What to do:
Could you extract every one of the rows below and reproduce each line character for character?

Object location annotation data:
%%

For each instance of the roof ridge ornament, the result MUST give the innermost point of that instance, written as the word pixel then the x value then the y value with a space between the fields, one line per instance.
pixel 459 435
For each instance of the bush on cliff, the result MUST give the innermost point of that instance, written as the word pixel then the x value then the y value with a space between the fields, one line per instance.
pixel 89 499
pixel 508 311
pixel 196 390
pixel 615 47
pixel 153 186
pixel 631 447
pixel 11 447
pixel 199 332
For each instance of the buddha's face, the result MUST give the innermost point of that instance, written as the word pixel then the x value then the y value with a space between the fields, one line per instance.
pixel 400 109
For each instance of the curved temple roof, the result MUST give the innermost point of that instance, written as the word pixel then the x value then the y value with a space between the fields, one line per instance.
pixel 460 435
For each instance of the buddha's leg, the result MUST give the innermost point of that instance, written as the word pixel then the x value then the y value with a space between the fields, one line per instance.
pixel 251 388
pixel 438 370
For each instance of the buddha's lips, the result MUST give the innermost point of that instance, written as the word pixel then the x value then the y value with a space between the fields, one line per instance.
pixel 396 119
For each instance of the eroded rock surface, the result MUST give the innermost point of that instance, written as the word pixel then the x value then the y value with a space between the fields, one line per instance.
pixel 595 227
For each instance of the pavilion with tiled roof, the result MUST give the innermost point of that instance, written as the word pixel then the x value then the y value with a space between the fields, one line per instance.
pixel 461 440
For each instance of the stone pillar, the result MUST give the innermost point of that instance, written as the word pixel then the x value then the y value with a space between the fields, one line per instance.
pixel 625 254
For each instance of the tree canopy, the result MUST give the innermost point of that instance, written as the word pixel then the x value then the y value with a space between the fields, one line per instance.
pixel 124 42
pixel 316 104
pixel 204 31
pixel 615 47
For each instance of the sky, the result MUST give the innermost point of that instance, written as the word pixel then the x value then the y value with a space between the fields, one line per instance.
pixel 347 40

%%

Solution below:
For each instance of the roof ridge ornament, the result MUST give the innermost point of that instance, written as the word pixel then the x value then the y value with a space between the fields, one line per instance.
pixel 459 435
For each instance of the bush on cliff, the result MUST give the innermost point of that instance, written as the word pixel then the x value then the y value with a space between the fields, one line per instance.
pixel 89 499
pixel 508 311
pixel 196 390
pixel 615 47
pixel 153 186
pixel 631 447
pixel 11 447
pixel 199 332
For each instance of the buddha's face, the result MUST give the innermost point of that instance, written as the word pixel then the x value then the y value with a space between the fields, one line per instance.
pixel 400 109
For each instance of the curved temple roof, the result MUST give the innermost point of that instance, written as the word pixel then the x value then the y value with a space between the fields, one line per instance.
pixel 460 435
For each instance of the buddha's leg, the result MUST give the innermost point of that instance, written as the word pixel then the x value then the y value with a space between the fields, one line per instance.
pixel 251 388
pixel 438 370
For each instance of the buddha's lips, the result MUST give the innermost point of that instance, written as the word pixel then the x value then the y value with a space between the fields, one line per instance.
pixel 396 119
For each instance of the eroded rock surface, the result MUST give the innermost point of that instance, written as the word pixel then the x value then the y value with a space between the fields, one line per instance.
pixel 595 227
For each instance of the pavilion with tiled roof, the result MUST give the innermost point of that instance, written as the word pixel then the x value then the y value with a space between the fields, one line per instance.
pixel 461 440
For each instance of the stone pillar, the result MUST give the innermost point of that instance, written as the word pixel then the x value then the y value with a space between the fields, one line per instance.
pixel 625 254
For each instance of the tree canopy, the result MUST give the innermost point of that instance, written as the word pixel then the x value then the y value with a space between the fields, one line per instance.
pixel 124 42
pixel 316 104
pixel 204 31
pixel 615 47
For each instance of the sky, the result MUST give the innermost point of that instance, written as the word pixel then the x value then the y value with a space between the fields, one line per instance.
pixel 347 40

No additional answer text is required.